Fosso di Castelvecchio
At the end of Salto valley, a few kilometers from town of Rieti, there is an unusual canyoning place. The peculiar feature is pudding-rock in huge compact layers, giving landscape peculiar shapes and colors. Moreover pudding is also tender for water, so every little stream can dig a canyon. That's why we find a very high concentration of canyons here! The first canyon of Balzi area to be explored, because it is the most visible from the highway.
  I remember ...They were the first days of autumn. Pasquale, Flavio and I were going to Laga Mounts, to do some canyoning at
Selva Grande. But beyond a bend there were a branch fallen from an agrimotor. Our car passed on branch and sump broke.
So we spent the day at workshop in Rieti rather than in canyon!
So we went at the foot of Castelvecchio valley. We wanted to go upstream till the bottom of a cascade visible from
the national road. Valley looked steep, open and covered by forest. But we will able to go up for only a few meters, because
an unsuspected and very beautiful dry cascade stopped our steps. I couldn't believe it: cascade was hidden so well by
forest and rock that never I could have supposed there was a cascade.

Written request A:
In the entries below, repeat the part that opens with the line containing "Would you point at the white sticker" and closes with the line containing "point(43, 75)", both included, without changing anything.

Entries provided:
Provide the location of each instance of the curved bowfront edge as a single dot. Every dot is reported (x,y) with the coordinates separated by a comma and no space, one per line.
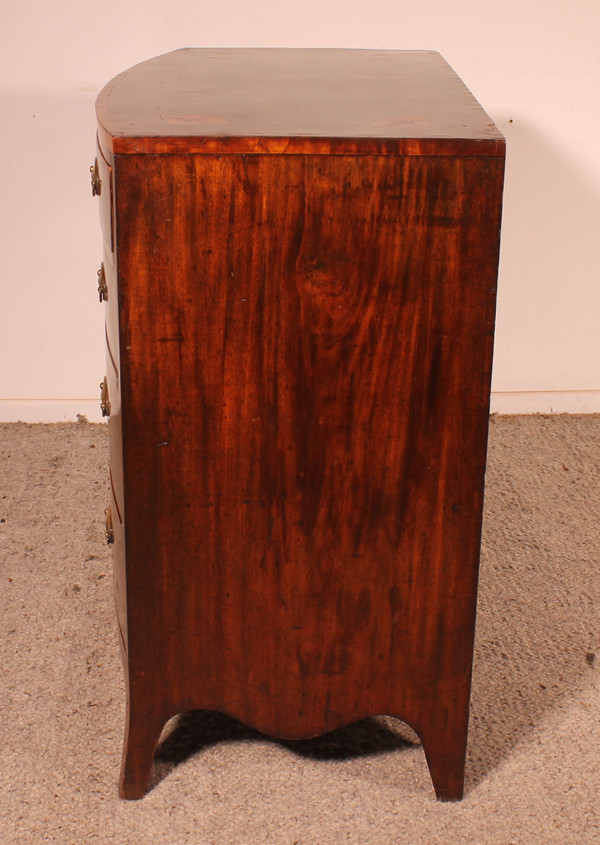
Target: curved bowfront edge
(445,755)
(296,102)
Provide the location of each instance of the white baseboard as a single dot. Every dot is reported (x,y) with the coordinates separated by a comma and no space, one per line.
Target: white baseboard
(546,402)
(503,402)
(49,410)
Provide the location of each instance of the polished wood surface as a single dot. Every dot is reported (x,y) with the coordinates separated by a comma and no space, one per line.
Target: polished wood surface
(294,101)
(302,373)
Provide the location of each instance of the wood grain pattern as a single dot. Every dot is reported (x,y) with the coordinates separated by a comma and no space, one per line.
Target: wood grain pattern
(306,347)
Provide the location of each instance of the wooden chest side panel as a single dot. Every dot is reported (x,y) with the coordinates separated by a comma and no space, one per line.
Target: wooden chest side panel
(313,336)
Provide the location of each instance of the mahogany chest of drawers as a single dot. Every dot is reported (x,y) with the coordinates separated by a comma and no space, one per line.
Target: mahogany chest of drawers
(300,260)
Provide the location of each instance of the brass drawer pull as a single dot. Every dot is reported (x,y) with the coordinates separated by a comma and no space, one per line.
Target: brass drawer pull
(108,529)
(104,400)
(96,180)
(102,285)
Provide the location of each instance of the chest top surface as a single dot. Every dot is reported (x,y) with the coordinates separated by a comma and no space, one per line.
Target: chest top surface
(294,101)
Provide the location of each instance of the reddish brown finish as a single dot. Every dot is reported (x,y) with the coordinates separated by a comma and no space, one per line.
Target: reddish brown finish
(298,450)
(302,101)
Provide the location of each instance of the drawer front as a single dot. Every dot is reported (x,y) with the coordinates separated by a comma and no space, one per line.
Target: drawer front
(111,300)
(105,194)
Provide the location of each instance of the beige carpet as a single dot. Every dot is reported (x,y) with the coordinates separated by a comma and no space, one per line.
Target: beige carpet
(533,768)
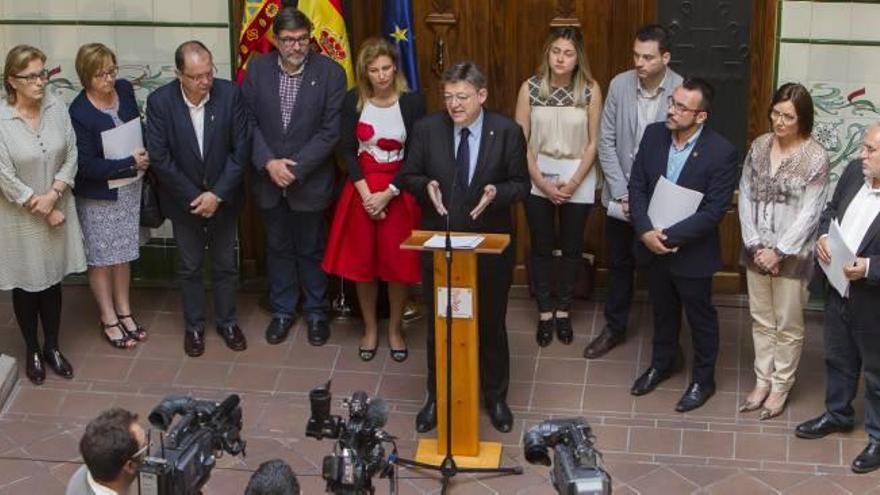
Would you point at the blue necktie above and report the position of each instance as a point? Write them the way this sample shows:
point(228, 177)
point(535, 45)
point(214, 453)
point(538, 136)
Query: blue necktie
point(463, 161)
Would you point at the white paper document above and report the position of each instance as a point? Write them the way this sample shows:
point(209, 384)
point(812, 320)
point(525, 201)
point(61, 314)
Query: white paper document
point(561, 171)
point(438, 241)
point(615, 210)
point(841, 256)
point(121, 142)
point(672, 203)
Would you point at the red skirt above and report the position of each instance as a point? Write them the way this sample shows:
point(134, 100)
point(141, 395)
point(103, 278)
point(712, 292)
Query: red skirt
point(362, 249)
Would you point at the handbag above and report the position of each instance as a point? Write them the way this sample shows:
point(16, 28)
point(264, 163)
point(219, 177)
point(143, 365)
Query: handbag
point(151, 210)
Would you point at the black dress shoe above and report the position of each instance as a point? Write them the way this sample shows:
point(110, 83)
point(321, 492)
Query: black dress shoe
point(194, 342)
point(278, 330)
point(820, 427)
point(695, 396)
point(648, 381)
point(868, 460)
point(319, 332)
point(34, 368)
point(233, 337)
point(544, 335)
point(59, 364)
point(603, 343)
point(426, 419)
point(564, 331)
point(501, 417)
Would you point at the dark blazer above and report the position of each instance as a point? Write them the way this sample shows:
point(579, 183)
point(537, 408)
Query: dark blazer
point(501, 161)
point(412, 108)
point(310, 137)
point(864, 294)
point(710, 169)
point(174, 151)
point(94, 170)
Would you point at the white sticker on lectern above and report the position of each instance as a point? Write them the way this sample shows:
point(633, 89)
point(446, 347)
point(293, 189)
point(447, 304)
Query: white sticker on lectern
point(462, 302)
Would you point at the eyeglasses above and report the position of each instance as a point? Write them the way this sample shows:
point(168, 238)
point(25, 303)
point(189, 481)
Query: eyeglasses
point(459, 97)
point(208, 76)
point(291, 41)
point(112, 72)
point(678, 107)
point(787, 118)
point(43, 75)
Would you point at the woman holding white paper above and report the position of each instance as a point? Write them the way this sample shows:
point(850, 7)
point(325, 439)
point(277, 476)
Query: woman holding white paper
point(559, 110)
point(109, 213)
point(781, 195)
point(41, 240)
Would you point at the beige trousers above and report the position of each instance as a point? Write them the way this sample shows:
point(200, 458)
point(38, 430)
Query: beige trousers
point(777, 308)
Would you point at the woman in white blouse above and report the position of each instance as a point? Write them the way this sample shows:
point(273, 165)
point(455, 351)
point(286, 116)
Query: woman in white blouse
point(42, 241)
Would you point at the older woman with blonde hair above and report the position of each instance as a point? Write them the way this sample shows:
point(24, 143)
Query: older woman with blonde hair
point(109, 215)
point(41, 241)
point(373, 216)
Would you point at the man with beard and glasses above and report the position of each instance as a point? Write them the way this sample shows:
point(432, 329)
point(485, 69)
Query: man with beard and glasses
point(682, 258)
point(294, 96)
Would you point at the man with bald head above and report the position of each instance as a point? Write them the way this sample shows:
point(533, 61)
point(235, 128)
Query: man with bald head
point(852, 331)
point(197, 132)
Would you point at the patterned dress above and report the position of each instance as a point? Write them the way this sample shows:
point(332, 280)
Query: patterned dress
point(111, 228)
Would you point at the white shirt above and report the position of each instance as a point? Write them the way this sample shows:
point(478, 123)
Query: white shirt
point(197, 114)
point(96, 487)
point(859, 216)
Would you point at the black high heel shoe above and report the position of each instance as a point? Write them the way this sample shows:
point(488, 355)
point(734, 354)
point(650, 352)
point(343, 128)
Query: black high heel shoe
point(34, 368)
point(59, 364)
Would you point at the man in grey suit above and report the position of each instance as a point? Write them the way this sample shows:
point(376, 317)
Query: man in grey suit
point(113, 448)
point(636, 98)
point(294, 96)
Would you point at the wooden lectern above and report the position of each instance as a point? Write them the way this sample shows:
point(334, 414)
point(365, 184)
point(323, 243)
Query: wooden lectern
point(467, 449)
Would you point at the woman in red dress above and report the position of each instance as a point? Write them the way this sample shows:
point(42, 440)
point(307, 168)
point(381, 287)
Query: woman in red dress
point(373, 216)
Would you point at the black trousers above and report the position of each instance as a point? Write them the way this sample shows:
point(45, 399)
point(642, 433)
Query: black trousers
point(494, 276)
point(852, 345)
point(669, 293)
point(32, 307)
point(552, 226)
point(619, 238)
point(192, 237)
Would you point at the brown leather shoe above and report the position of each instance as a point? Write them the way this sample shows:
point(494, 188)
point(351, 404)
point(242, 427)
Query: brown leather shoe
point(604, 342)
point(233, 336)
point(194, 342)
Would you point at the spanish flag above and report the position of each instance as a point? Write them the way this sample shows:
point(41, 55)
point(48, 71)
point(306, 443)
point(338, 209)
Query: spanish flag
point(328, 36)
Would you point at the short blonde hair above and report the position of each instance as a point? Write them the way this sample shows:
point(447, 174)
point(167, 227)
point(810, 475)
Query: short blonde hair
point(371, 49)
point(17, 60)
point(91, 58)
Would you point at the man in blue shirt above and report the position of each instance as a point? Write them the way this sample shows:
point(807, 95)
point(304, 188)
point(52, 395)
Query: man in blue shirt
point(682, 258)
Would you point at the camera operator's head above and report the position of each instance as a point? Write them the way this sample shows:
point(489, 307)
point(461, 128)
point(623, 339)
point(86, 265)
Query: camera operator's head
point(113, 448)
point(273, 478)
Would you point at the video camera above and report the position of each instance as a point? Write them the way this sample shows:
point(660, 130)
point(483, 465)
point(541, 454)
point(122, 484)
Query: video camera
point(359, 453)
point(578, 467)
point(188, 451)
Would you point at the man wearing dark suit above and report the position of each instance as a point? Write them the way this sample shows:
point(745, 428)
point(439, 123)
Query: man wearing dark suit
point(682, 258)
point(197, 138)
point(294, 97)
point(852, 322)
point(476, 161)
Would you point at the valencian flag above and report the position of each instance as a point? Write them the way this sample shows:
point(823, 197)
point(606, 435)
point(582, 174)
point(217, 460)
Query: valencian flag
point(329, 34)
point(397, 26)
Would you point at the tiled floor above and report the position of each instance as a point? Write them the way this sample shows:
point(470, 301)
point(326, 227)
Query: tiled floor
point(648, 448)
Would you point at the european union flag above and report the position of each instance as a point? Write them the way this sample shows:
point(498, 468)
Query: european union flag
point(397, 27)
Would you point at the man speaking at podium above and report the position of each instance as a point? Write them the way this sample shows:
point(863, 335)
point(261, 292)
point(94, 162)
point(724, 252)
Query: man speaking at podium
point(470, 164)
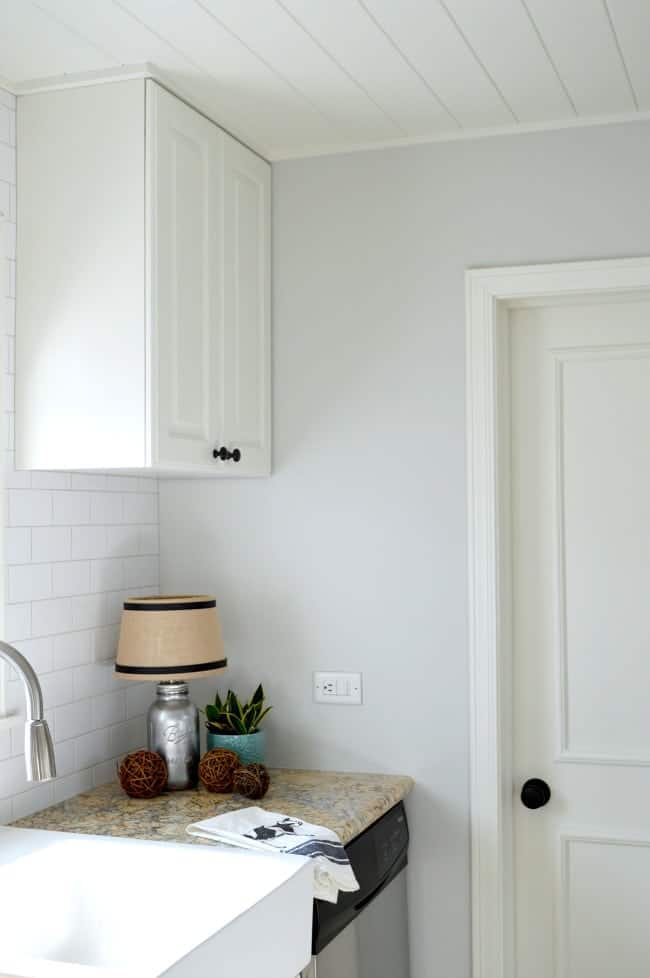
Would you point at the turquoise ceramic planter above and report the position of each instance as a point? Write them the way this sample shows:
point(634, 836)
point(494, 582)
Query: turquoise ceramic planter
point(250, 748)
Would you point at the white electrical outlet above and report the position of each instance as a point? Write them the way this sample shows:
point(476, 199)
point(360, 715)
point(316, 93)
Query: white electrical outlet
point(339, 688)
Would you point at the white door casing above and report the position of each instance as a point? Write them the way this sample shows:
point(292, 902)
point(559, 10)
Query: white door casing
point(582, 855)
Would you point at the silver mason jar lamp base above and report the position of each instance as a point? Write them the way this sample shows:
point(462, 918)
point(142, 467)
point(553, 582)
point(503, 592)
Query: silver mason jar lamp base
point(173, 732)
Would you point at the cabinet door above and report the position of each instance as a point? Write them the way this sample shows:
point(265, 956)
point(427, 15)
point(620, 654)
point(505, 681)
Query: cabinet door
point(246, 377)
point(185, 193)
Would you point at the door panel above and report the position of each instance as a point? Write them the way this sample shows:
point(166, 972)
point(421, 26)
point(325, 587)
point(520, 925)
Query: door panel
point(580, 389)
point(186, 149)
point(246, 408)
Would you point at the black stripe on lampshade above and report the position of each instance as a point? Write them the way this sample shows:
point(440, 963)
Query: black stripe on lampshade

Written request B:
Condense the paragraph of the canyoning text that begins "At the end of Salto valley" into a shorter version that keeps its main facts.

Full response A:
Would you point at the white sticker on lectern above and report the position of each instance as a point? Write them the way this sample shows:
point(633, 89)
point(446, 347)
point(293, 189)
point(447, 304)
Query: white sticker on lectern
point(462, 302)
Would you point at the eyeglasses above and report the position of each instance as a point? Write them the way this sample shows:
point(168, 238)
point(25, 303)
point(189, 481)
Query: eyeglasses
point(459, 97)
point(208, 76)
point(291, 41)
point(112, 72)
point(678, 107)
point(787, 118)
point(43, 75)

Full response B:
This unusual canyoning site lies at the end of the Salto valley, a few kilometers from Rieti. Huge compact layers of pudding-rock give the landscape distinctive shapes and colors. Because this rock is soft under water, even small streams carve canyons, so canyons are highly concentrated here. Being the most visible from the highway, it was the first canyon in the Balzi area to be explored.